#### WRITTEN INSTRUCTION:
Find each line below that contains the string "trim", and copy those lines out in full.

· · · ·

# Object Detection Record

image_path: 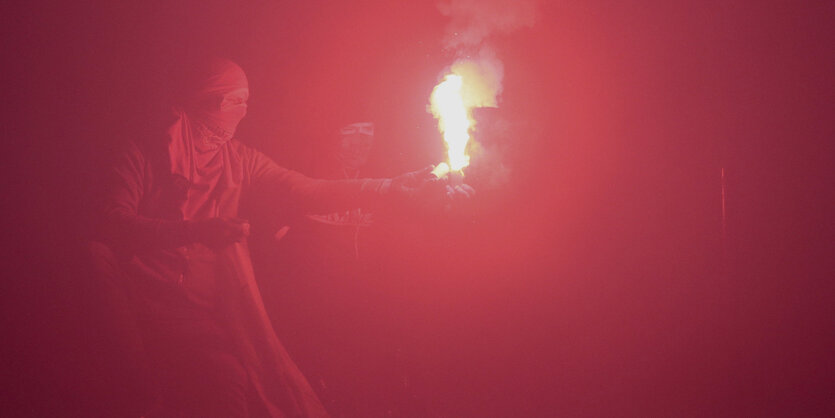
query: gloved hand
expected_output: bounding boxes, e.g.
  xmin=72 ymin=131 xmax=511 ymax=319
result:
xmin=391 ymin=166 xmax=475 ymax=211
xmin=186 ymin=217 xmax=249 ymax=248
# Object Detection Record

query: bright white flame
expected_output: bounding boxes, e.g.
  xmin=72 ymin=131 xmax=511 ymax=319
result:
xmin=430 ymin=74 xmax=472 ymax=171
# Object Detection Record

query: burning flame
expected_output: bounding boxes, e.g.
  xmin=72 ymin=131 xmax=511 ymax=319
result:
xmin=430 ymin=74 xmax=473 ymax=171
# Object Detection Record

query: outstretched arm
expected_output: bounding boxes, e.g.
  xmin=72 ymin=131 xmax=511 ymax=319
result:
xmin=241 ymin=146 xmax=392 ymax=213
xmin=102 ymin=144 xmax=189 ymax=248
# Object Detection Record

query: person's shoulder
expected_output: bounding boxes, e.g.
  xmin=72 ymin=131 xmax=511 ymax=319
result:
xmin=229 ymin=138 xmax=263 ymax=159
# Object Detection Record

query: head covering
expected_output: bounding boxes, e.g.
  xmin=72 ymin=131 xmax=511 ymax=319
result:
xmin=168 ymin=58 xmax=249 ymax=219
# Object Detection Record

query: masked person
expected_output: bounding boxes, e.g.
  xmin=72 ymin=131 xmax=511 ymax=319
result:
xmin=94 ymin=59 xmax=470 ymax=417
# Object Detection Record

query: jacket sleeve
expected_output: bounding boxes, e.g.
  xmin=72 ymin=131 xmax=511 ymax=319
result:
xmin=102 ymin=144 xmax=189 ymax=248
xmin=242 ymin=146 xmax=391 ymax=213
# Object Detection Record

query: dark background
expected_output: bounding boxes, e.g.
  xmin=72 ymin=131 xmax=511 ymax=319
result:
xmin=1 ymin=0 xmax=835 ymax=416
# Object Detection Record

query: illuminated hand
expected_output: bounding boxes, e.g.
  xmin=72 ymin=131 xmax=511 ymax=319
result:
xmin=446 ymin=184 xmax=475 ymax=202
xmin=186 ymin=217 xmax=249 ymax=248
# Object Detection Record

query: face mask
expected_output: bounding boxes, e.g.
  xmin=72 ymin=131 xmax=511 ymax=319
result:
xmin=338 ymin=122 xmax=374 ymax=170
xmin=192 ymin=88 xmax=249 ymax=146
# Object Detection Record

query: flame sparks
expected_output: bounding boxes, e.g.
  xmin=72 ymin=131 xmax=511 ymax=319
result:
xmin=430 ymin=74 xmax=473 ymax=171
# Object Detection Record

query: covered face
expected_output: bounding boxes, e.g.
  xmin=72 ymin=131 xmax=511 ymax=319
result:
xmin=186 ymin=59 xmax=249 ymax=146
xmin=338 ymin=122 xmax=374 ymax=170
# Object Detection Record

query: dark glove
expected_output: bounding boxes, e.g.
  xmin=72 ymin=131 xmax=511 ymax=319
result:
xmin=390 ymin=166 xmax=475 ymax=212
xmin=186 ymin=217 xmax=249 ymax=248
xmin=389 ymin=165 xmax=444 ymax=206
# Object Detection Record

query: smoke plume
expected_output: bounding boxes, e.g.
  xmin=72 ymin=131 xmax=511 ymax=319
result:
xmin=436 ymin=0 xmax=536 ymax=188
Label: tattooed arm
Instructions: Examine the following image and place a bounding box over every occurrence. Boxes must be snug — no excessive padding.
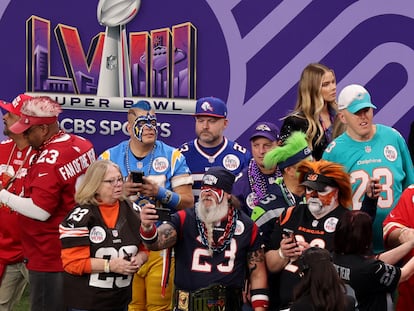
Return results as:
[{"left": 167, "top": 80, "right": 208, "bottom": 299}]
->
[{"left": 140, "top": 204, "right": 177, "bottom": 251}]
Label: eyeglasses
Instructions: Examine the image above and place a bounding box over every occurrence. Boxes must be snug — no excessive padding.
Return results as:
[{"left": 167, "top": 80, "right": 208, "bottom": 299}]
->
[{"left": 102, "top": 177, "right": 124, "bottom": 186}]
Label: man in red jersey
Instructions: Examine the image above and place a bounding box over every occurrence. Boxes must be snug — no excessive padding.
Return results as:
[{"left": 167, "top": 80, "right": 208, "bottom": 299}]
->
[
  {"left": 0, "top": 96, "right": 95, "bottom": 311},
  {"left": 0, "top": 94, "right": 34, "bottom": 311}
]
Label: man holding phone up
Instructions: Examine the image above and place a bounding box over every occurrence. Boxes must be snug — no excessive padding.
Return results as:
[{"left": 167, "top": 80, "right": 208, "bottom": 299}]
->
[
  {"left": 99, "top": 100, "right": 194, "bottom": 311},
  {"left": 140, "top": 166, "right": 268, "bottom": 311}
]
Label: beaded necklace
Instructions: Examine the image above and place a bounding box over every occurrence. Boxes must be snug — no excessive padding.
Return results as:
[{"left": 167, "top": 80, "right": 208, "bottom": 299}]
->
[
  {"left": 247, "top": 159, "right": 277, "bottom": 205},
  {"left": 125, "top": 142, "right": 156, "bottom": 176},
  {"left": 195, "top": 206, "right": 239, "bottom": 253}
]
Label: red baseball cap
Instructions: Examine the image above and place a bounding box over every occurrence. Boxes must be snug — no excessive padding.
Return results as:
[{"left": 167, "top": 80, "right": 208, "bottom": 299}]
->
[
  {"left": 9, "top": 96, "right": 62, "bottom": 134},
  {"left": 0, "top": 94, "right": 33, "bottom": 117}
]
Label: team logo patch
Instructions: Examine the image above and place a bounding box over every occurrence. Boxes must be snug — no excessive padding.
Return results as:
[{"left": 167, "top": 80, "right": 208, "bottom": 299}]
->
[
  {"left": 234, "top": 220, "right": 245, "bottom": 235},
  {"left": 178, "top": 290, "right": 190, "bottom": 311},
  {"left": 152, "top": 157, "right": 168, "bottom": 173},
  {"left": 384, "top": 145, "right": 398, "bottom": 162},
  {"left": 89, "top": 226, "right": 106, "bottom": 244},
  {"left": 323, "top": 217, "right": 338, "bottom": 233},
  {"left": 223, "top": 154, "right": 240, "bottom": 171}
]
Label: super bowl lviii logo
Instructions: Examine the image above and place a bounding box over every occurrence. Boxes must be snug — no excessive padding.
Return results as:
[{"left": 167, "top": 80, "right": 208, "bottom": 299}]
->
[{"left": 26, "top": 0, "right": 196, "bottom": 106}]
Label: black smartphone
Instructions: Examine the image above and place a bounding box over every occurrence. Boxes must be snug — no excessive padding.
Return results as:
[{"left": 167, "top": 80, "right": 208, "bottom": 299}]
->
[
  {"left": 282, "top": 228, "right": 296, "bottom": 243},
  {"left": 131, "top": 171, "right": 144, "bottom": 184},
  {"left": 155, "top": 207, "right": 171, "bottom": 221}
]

· · · ·

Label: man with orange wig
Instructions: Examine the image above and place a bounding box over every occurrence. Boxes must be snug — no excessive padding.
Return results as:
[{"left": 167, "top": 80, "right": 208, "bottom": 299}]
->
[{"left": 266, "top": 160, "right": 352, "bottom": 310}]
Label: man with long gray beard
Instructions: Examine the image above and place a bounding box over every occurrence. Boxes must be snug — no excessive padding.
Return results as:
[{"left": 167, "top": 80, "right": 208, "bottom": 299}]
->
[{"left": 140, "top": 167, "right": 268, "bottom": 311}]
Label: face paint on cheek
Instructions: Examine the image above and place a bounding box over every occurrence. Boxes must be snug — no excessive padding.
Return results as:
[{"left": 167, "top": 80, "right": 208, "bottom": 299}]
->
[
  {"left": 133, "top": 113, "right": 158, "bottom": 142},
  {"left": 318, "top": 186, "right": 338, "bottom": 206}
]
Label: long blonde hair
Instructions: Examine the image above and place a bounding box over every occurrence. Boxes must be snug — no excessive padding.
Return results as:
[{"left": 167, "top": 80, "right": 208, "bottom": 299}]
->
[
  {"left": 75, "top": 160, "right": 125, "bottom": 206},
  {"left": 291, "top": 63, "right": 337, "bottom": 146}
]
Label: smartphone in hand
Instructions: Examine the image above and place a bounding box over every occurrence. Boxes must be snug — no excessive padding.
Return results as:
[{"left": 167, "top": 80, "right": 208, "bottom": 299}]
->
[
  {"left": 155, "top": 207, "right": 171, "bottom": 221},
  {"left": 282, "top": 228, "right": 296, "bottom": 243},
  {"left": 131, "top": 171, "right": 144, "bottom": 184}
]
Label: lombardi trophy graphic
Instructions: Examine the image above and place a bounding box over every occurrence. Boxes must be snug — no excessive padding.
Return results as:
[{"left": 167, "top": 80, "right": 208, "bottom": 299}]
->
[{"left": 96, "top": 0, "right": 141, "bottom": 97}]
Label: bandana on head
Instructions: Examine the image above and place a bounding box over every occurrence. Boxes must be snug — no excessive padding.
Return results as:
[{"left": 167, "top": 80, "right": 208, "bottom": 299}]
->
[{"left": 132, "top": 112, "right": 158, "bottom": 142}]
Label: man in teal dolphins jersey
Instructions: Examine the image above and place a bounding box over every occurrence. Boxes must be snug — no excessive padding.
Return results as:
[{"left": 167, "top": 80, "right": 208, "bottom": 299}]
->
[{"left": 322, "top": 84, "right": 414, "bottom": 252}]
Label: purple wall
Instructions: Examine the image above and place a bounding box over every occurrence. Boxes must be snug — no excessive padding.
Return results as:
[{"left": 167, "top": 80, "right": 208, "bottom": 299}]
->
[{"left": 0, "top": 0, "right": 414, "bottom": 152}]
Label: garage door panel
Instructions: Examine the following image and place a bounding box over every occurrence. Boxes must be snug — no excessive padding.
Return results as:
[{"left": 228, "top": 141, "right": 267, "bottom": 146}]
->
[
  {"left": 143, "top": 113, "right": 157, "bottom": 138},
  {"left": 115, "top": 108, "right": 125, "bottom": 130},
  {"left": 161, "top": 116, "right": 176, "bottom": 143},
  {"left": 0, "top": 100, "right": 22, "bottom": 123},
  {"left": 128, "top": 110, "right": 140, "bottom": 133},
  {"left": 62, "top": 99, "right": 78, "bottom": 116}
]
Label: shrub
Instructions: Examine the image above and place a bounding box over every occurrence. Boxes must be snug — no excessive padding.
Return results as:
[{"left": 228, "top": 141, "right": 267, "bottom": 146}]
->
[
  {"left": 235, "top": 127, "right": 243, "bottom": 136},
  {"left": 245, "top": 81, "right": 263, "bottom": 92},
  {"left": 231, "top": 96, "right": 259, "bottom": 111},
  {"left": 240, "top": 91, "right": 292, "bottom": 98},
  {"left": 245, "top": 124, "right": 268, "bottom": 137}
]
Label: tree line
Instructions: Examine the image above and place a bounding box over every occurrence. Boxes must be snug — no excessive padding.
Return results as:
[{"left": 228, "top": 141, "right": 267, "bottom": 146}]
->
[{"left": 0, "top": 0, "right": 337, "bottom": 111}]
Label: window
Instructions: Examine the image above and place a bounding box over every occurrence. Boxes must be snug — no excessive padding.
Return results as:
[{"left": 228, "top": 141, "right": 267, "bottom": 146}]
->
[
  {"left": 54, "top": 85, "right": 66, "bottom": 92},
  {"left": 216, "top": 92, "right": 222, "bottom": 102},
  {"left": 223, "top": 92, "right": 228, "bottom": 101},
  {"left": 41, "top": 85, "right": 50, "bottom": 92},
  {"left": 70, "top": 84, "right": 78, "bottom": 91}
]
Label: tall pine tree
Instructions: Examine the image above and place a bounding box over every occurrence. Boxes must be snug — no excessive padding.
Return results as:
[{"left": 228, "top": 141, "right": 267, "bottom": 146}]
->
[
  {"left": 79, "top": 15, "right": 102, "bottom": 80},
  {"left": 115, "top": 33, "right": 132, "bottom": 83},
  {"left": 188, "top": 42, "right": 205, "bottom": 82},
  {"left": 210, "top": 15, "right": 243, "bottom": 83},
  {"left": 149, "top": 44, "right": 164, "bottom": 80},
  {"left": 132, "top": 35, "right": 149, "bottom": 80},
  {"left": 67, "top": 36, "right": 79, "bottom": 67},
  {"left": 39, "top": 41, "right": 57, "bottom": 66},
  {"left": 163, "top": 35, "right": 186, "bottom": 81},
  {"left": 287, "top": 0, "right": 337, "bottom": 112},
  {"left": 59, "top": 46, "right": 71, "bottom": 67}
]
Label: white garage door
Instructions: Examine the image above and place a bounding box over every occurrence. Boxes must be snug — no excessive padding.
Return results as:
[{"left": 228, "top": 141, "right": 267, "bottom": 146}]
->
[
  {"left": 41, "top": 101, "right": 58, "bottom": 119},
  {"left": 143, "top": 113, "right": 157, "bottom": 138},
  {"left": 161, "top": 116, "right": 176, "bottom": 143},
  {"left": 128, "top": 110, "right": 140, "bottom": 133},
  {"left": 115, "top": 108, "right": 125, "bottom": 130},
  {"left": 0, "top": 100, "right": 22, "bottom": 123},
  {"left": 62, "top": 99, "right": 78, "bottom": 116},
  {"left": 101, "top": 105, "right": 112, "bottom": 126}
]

· · · ·

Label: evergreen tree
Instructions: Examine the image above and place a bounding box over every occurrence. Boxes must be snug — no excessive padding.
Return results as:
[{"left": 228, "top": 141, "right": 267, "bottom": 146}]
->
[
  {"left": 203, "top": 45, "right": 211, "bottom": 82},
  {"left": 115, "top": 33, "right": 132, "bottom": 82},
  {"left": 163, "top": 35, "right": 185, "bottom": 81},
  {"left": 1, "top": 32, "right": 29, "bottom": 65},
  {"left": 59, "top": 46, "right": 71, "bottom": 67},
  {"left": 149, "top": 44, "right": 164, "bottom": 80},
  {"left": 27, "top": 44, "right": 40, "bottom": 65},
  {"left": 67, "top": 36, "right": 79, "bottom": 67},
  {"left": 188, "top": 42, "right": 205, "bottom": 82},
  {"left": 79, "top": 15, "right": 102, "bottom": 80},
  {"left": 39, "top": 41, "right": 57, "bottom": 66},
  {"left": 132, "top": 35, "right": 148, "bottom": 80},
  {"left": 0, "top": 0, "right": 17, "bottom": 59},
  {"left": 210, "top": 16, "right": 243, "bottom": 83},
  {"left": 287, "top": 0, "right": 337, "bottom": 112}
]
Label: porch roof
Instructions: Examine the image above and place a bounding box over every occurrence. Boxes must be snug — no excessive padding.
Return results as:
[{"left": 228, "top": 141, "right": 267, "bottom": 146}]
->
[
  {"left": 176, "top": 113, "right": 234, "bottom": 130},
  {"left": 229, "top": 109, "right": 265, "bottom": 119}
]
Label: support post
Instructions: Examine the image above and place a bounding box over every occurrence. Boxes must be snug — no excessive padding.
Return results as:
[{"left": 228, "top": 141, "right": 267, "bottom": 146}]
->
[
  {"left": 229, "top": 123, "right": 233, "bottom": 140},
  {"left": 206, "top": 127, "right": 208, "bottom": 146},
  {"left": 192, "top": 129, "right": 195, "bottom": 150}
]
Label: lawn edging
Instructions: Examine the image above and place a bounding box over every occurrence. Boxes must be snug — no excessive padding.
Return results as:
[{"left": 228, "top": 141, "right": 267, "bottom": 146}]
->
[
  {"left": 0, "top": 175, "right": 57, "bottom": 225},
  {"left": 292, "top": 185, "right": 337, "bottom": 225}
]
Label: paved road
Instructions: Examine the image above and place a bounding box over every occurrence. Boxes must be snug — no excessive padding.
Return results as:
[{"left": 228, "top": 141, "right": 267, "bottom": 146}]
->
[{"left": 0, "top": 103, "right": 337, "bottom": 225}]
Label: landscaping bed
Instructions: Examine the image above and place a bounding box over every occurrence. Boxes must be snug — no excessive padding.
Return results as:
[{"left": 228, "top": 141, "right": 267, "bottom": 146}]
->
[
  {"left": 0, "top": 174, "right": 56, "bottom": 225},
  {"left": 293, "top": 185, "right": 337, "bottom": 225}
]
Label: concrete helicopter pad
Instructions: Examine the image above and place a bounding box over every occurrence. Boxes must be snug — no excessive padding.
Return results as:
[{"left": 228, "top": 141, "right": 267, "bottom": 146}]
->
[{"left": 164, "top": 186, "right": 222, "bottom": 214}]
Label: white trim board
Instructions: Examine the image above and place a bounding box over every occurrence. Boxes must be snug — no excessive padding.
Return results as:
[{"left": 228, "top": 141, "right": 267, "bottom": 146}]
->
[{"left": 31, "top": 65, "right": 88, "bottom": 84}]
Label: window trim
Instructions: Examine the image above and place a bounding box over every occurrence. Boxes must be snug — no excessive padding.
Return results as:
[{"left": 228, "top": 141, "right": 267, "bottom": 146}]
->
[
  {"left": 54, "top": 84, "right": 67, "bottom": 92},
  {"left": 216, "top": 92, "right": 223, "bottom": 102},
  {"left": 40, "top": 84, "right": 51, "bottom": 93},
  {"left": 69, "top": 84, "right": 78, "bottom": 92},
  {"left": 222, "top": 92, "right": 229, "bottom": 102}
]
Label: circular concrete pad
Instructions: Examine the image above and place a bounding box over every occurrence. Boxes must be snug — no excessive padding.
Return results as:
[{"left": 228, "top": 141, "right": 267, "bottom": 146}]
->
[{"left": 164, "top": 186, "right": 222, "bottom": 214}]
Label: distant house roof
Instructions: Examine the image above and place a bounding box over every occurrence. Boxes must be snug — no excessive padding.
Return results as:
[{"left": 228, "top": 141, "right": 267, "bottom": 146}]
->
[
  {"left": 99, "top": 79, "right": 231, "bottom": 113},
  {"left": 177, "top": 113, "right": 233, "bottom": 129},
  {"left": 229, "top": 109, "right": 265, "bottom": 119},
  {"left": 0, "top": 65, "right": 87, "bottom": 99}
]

· · · ·

#### EXERCISE OUTPUT:
Label: white trim board
Label: window trim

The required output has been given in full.